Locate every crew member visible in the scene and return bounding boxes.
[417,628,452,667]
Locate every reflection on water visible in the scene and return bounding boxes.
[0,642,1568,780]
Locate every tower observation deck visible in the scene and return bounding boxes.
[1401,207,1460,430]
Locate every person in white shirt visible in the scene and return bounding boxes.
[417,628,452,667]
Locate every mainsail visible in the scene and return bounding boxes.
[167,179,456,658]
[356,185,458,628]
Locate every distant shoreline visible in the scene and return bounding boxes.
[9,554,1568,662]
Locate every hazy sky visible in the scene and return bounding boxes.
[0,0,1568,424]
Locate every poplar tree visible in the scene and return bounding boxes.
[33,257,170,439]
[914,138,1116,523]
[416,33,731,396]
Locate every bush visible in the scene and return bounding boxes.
____
**YOUR GOAL**.
Reproduce every line from the one containing "Locate every tower" through the end of the material, requests included, and shift each bounding box coordinate in the answers by -25.

**FULL RESPONSE**.
Locate every tower observation deck visible in the scene and return bounding boxes.
[1376,182,1435,405]
Locate every person in white shirt visible in the scene and return bounding boxes.
[392,603,427,642]
Locate every mainsail visible in the scene and return bounding boxes.
[142,154,431,633]
[331,160,433,603]
Locate every distant shoreline visible in the scene and return bounding boxes.
[-16,529,1543,637]
Locate every hazy sky visible in the scene and return bounding boxes.
[-25,-25,1543,399]
Locate every poplar tree visible in the scene and return bounding boxes.
[8,232,145,414]
[889,113,1091,498]
[391,8,706,371]
Locate every bush visible in the scene and return bounding boxes.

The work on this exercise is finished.